Objective
Rewrite the data from the line containing "woman in red" through the end, changing every "put a dot on" to "place a point on" and leaving all else the same.

Given records
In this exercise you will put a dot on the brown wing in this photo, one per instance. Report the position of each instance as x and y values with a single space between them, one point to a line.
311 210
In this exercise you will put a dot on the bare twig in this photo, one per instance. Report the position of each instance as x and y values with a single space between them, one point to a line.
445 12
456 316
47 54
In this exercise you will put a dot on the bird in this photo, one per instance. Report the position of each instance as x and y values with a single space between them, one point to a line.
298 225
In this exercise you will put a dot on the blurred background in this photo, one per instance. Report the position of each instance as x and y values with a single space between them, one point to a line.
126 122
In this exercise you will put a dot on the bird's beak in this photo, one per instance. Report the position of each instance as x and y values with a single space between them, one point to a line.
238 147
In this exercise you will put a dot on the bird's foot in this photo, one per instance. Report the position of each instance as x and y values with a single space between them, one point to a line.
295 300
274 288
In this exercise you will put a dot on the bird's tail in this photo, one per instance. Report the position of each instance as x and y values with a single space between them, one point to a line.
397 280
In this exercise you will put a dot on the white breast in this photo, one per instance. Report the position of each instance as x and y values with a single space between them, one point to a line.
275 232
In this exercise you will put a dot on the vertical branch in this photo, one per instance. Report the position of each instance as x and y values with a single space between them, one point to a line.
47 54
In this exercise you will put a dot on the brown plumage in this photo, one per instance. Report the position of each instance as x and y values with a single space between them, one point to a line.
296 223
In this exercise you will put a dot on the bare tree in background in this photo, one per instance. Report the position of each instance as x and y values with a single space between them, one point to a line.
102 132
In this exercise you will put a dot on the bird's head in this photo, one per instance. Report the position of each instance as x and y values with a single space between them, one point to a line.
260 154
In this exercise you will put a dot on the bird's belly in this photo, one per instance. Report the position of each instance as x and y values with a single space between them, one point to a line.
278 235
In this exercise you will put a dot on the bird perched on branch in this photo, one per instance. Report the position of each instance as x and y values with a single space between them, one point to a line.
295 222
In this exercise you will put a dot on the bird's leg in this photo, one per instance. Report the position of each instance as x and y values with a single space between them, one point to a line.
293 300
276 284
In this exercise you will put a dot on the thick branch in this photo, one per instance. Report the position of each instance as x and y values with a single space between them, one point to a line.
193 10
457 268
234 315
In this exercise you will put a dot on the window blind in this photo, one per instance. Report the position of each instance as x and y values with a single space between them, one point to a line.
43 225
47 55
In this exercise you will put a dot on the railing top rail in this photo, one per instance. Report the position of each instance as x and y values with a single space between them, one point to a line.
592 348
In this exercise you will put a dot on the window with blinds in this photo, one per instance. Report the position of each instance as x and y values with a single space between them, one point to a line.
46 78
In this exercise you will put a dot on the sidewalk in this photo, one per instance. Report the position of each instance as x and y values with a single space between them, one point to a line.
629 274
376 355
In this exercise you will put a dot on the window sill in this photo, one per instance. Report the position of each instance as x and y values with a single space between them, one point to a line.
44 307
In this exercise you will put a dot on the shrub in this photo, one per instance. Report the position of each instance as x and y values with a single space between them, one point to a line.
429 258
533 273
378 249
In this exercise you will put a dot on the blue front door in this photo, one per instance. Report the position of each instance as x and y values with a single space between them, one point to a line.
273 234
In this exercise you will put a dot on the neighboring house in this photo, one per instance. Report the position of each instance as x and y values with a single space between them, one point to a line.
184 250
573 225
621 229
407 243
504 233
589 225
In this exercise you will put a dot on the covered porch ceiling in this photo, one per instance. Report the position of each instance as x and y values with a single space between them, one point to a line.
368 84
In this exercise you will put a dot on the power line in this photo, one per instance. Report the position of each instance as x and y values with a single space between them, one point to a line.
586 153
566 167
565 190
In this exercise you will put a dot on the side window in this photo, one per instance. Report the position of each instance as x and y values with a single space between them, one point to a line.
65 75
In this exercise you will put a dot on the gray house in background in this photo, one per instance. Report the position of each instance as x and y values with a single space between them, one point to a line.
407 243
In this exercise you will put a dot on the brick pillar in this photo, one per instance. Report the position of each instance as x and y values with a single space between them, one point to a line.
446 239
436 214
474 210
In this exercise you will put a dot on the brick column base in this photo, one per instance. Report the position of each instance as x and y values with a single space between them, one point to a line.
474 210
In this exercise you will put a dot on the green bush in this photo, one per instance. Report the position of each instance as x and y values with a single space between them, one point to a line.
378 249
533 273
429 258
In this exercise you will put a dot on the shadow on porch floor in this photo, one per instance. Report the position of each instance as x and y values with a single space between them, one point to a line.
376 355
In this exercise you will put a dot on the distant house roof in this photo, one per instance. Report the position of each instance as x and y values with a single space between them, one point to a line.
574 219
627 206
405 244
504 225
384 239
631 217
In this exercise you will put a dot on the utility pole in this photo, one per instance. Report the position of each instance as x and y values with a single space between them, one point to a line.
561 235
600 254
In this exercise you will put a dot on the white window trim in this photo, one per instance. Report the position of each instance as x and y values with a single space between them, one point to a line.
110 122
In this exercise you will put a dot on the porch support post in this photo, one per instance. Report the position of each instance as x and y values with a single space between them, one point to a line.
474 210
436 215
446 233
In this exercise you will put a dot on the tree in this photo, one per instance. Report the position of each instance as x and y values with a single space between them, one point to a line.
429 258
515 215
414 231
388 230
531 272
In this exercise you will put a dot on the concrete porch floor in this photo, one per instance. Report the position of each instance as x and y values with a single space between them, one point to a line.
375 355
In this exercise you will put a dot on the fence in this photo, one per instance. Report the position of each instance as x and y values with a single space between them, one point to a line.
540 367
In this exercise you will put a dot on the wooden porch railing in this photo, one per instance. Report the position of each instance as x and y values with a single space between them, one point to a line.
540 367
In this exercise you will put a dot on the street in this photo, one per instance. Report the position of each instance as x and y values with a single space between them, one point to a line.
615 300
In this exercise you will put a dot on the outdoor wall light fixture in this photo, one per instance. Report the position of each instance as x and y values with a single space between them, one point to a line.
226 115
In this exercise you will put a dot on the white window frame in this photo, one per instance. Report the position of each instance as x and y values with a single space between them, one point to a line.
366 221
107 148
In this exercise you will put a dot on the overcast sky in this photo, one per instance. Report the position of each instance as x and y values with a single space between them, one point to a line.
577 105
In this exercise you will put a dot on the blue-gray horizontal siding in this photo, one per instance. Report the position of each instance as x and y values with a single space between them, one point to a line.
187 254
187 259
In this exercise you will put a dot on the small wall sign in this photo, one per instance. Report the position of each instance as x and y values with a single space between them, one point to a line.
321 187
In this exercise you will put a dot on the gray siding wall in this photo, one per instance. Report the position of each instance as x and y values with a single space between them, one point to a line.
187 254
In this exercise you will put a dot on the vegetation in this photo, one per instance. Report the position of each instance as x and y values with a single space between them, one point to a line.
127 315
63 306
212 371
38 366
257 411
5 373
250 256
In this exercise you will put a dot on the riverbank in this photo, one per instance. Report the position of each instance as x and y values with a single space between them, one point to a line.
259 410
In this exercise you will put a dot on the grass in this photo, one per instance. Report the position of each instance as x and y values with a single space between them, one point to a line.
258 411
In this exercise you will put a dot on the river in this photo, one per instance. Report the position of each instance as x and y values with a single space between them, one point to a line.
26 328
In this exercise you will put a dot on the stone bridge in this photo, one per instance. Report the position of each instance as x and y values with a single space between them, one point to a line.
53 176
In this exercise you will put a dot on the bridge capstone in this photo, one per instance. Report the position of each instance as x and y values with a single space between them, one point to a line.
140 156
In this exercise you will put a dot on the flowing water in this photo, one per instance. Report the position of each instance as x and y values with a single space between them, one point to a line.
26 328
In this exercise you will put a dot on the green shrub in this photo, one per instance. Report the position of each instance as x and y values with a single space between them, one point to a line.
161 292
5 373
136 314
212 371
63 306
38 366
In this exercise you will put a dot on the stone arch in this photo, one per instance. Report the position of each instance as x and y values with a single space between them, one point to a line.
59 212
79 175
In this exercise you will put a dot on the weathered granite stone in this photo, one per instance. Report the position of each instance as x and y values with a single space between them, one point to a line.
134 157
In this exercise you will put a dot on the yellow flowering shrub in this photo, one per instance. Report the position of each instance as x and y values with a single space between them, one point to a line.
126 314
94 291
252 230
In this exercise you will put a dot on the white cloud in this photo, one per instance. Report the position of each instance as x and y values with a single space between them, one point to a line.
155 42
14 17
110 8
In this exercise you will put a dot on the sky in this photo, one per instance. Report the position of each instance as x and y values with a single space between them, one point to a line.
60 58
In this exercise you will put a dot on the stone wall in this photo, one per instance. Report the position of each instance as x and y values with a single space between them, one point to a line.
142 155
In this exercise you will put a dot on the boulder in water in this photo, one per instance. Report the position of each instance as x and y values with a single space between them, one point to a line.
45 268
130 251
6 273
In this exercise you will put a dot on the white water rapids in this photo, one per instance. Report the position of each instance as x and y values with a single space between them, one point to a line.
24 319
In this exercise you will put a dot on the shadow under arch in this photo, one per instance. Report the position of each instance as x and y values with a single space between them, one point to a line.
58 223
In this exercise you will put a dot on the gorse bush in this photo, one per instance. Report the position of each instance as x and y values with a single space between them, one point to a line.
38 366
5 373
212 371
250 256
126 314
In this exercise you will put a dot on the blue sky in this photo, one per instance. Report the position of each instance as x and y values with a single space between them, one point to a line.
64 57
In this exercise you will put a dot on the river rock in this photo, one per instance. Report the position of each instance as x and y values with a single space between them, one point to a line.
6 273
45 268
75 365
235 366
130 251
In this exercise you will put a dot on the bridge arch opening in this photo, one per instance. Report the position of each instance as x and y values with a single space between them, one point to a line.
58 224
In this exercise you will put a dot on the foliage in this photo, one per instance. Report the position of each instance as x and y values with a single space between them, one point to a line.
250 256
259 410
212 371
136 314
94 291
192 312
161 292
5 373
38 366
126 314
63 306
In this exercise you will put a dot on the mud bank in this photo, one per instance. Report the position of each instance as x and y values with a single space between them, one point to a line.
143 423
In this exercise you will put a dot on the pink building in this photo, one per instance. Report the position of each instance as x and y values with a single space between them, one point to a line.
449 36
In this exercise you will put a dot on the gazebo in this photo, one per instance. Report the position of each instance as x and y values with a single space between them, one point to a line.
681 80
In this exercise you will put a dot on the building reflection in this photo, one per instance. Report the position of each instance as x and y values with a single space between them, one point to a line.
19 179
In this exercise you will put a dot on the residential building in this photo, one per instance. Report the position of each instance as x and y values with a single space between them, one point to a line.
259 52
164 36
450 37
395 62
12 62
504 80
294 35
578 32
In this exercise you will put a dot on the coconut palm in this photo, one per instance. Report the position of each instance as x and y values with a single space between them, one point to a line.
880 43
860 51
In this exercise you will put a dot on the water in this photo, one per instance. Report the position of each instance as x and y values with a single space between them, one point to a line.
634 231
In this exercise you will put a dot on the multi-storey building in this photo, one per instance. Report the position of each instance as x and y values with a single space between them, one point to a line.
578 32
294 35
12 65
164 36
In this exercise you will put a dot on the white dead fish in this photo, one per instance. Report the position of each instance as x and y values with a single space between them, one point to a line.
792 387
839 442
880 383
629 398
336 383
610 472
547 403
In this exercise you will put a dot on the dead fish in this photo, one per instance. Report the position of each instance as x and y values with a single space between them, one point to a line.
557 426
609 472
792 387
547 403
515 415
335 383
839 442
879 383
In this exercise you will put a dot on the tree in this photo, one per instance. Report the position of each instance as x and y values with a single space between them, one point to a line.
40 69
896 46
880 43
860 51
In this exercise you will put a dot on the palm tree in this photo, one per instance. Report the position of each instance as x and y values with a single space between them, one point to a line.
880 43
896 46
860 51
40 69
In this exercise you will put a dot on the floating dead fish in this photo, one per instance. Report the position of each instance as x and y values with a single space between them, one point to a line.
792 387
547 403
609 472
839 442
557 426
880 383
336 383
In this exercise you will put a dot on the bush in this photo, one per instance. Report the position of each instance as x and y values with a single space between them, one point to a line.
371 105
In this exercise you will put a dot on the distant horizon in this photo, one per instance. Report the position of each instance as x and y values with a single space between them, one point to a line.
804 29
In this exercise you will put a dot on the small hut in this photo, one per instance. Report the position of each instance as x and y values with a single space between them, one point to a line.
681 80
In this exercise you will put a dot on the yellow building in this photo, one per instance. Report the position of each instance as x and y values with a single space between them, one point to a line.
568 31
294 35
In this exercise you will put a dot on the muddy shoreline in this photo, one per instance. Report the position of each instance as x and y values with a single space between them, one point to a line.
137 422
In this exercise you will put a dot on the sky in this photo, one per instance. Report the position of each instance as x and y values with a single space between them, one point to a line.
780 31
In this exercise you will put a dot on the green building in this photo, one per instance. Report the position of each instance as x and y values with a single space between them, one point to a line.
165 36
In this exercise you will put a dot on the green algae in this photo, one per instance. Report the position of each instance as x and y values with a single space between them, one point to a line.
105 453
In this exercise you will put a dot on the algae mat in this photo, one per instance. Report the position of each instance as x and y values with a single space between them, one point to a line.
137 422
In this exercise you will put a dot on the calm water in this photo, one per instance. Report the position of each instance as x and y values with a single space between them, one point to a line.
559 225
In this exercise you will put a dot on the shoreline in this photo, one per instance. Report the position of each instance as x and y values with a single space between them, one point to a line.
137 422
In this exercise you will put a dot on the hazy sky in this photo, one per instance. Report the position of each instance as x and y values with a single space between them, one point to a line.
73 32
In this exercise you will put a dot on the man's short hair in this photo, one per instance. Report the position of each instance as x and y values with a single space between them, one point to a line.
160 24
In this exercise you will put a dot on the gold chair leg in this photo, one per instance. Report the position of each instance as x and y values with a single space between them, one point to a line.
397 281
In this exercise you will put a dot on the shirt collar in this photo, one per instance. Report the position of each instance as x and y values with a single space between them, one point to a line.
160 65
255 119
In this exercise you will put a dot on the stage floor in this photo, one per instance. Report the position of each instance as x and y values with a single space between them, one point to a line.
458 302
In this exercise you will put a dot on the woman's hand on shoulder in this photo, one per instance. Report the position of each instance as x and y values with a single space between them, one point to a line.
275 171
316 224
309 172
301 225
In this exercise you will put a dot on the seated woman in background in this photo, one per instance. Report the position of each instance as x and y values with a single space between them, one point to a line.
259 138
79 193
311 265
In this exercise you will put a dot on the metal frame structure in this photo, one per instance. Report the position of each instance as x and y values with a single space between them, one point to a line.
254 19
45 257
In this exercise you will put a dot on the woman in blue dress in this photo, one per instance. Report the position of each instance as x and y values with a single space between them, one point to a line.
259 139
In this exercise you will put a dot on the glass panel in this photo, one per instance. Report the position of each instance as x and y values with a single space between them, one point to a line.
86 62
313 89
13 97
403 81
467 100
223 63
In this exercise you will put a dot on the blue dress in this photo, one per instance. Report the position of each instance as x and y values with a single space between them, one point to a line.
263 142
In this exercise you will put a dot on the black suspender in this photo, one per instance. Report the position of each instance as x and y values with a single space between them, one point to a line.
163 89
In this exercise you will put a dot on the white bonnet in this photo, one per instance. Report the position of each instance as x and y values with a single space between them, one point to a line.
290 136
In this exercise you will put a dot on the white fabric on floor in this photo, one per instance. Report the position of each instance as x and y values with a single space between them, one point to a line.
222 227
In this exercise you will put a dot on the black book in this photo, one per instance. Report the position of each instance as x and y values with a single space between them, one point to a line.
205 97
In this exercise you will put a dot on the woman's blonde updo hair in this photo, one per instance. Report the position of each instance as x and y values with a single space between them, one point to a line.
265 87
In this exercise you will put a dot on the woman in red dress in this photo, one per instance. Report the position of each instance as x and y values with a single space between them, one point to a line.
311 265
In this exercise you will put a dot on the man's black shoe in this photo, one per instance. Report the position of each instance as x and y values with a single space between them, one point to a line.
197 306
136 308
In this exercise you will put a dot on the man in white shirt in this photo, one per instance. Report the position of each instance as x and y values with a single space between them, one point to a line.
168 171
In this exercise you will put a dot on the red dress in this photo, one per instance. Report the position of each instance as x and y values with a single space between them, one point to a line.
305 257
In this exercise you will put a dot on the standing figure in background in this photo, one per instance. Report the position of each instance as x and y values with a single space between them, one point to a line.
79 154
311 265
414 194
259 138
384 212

Answer to the task
In this exercise you will place a point on the woman in red dress in this photo, one per instance. Report the position of each instance as x and y values with a single space between them, one point to a line.
311 265
In this exercise you will place a point on the man's black shoe in this photo, one per instance. Report the position of each instance as x and y values with a single space between them, one point to a line.
197 306
136 308
In this exercise you will place a point on the man in white shirt in this photo, one per instance. Report the position of each instance as x and y values with a single space between them, one point to a line.
168 171
In this exercise you will place a point on the red dress in this photo, one per instance. Report the position of each instance as x and y values with a single space between them, one point to a line.
305 257
In this exercise you will place a point on the standing figure in background in this photo, one per instance. Report the position of each instance as x and y values with a single space between them, one point to a line.
79 154
311 265
414 194
259 138
384 212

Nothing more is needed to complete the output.